YOUR INSTRUCTIONS:
Starting at the line that contains "as point(929, 570)." and ending with the line that contains "Query: steel rail", reproduce those items with "railway" replaced by "railroad" and nothing else altered.

RECORDS FOR THE EXERCISE:
========================
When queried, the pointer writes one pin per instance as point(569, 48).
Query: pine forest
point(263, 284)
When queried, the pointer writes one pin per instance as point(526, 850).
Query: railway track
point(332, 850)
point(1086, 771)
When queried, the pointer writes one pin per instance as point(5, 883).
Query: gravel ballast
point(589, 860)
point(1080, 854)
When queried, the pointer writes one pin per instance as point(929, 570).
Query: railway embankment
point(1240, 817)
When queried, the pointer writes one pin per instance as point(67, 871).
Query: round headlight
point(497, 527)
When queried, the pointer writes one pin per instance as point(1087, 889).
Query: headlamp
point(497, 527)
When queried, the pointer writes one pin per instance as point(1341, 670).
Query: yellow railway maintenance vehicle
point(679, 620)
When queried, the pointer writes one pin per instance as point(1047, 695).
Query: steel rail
========================
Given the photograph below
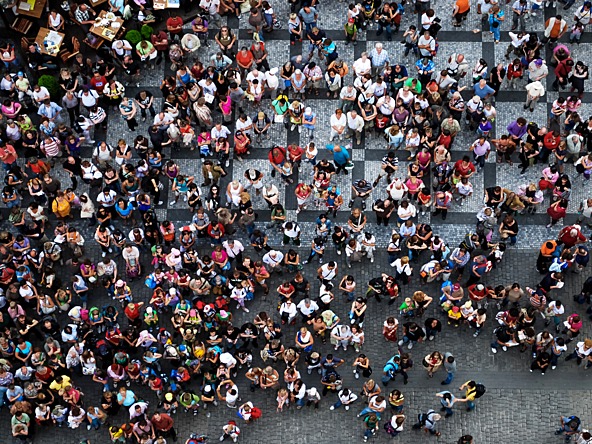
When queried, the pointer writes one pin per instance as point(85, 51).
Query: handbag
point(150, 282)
========================
THE REPLY:
When queried, the pointer writes one pin per instance as point(929, 570).
Query: railroad embankment
point(1240, 817)
When queried, the pointer writes one pin per instance as point(67, 871).
Query: round headlight
point(497, 527)
When queried, the pointer writes one pin per instance as point(1087, 889).
Query: headlamp
point(497, 527)
When queried, the pointer writes one pin per instance as point(1341, 670).
Query: yellow railroad maintenance vehicle
point(679, 620)
When queried, the pointer writes one pin per instance as point(1047, 695).
Query: steel rail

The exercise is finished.